- EXERCISE
Output every line below exactly.

- PROVIDED DATA
*** Block opens ***

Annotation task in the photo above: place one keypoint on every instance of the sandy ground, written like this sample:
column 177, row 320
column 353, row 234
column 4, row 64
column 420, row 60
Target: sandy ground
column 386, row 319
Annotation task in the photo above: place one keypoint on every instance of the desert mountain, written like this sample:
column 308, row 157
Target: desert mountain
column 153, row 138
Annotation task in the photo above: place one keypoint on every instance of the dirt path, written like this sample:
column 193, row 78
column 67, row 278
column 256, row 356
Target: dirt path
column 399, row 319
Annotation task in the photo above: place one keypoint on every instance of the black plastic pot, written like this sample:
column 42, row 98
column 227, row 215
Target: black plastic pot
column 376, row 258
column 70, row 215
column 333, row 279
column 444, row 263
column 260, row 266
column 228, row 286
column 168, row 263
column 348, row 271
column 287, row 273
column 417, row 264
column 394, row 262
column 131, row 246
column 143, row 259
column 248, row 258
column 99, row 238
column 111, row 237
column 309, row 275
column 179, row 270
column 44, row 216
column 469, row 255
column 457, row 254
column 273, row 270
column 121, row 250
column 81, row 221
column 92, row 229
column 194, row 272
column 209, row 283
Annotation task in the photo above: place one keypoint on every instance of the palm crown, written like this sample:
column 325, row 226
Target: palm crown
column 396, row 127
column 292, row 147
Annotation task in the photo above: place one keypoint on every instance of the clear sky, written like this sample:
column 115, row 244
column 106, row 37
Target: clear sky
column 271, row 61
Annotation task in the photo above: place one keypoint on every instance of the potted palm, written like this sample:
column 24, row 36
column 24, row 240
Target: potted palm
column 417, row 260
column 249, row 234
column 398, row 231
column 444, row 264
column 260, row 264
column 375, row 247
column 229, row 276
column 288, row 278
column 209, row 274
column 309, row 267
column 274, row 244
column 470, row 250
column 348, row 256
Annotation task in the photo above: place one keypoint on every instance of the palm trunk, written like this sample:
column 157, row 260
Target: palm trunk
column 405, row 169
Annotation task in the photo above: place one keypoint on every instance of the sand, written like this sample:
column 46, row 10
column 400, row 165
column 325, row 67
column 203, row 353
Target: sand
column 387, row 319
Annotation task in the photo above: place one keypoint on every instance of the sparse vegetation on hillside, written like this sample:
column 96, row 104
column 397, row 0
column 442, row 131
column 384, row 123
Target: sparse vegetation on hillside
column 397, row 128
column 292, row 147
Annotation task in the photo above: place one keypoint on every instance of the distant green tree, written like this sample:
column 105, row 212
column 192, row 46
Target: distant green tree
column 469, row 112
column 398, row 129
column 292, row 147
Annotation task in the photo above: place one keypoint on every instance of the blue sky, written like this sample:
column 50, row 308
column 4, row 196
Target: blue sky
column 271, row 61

*** Block closes ***

- OUTPUT FOR THIS EXERCISE
Annotation task in the photo above: place one keypoint on every instance of the sandy ground, written like this sample:
column 177, row 320
column 353, row 234
column 4, row 64
column 420, row 60
Target: sandy ground
column 386, row 319
Annotation task in the photo above: place one keypoint on every instance of the desert mountain, written like this sample:
column 308, row 157
Target: desert mountain
column 153, row 138
Annotation task in the photo above: place one keypoint on every instance of the dirt path, written like this sample:
column 193, row 78
column 67, row 278
column 256, row 356
Target: dirt path
column 399, row 319
Annotation task in the photo above: place one keypoint on every instance of the black plastic pot, written like this sample:
column 42, row 98
column 227, row 215
Target: black plastic pot
column 376, row 258
column 70, row 215
column 333, row 279
column 444, row 263
column 260, row 266
column 228, row 286
column 168, row 263
column 348, row 271
column 287, row 273
column 417, row 264
column 394, row 262
column 131, row 246
column 143, row 259
column 248, row 258
column 99, row 238
column 111, row 237
column 309, row 275
column 179, row 270
column 44, row 216
column 469, row 255
column 457, row 254
column 273, row 270
column 121, row 250
column 81, row 221
column 92, row 229
column 194, row 272
column 209, row 283
Annotation task in the photo above: place one keypoint on every instance of the palm crown, written like this sample:
column 325, row 226
Target: palm crown
column 396, row 127
column 292, row 147
Annotation task in the photo above: place one keypoint on every instance of the clear sky, written like this sample:
column 115, row 244
column 106, row 37
Target: clear sky
column 271, row 61
Annotation task in the photo above: place one keypoint on every instance of the potted palm, written like this sample:
column 24, row 36
column 24, row 240
Target: potted palm
column 417, row 260
column 249, row 234
column 398, row 231
column 444, row 264
column 260, row 264
column 375, row 247
column 229, row 276
column 288, row 278
column 209, row 274
column 309, row 267
column 274, row 244
column 470, row 250
column 348, row 256
Annotation task in the photo above: place one keypoint on every instance of the palm trunk, written like this sample:
column 157, row 260
Target: palm trunk
column 405, row 169
Annotation task in the photo above: place one keypoint on every instance of the sand, written like this sample:
column 46, row 10
column 400, row 165
column 325, row 67
column 203, row 353
Target: sand
column 387, row 319
Annotation task in the photo above: place one keypoint on every instance of the sparse vegetation on hillside, written like this sample:
column 96, row 104
column 397, row 0
column 442, row 131
column 384, row 123
Target: sparse vegetation on hillside
column 397, row 128
column 292, row 147
Annotation task in the photo above: place one keypoint on every instance of the distant green tree, written like this sample:
column 105, row 212
column 192, row 46
Target: distant green tree
column 469, row 112
column 398, row 129
column 292, row 147
Annotation task in the photo above: place one keypoint on every instance of the blue sky, written like this sample:
column 50, row 308
column 4, row 196
Target: blue sky
column 271, row 61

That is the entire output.